Work to complete: Locate every line in the entries below that contains the string "costume" and copy each such line. Case counts.

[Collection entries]
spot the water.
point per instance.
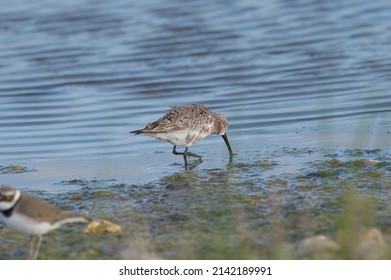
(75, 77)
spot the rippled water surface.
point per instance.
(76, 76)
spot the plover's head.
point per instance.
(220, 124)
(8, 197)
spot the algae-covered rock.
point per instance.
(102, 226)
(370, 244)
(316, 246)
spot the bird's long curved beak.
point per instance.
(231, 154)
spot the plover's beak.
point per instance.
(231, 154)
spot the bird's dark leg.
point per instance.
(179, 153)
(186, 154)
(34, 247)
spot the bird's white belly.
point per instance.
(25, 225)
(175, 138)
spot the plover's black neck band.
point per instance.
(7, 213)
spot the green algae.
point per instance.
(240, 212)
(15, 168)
* * *
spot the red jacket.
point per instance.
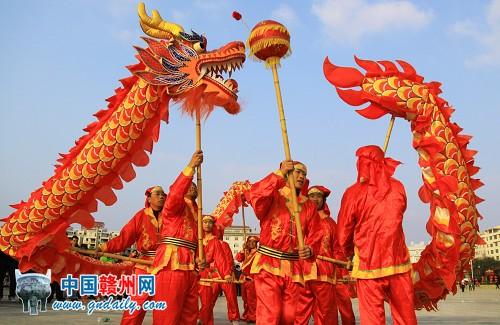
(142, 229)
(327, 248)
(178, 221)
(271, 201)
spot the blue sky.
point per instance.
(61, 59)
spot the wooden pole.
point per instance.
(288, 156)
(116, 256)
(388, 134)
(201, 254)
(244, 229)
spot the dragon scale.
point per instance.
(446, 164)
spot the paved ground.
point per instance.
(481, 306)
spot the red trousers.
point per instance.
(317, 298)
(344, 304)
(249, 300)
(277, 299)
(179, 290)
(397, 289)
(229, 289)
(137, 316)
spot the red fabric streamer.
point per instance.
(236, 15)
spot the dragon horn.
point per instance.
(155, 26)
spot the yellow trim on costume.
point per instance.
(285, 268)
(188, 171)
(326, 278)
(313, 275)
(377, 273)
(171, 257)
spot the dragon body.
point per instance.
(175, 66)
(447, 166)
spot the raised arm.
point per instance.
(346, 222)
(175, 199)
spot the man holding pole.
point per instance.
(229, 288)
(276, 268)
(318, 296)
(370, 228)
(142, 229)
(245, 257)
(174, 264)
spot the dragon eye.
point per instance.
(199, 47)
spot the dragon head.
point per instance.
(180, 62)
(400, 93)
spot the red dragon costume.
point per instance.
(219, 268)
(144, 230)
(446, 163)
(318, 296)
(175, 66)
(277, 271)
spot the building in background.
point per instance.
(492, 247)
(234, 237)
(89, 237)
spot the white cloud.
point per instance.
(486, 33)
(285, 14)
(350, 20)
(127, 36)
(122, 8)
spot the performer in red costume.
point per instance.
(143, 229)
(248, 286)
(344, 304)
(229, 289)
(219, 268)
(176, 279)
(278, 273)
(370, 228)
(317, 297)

Worked solution:
spot the yellow trim on costume.
spot the red dragon costume.
spot the performer in red costume.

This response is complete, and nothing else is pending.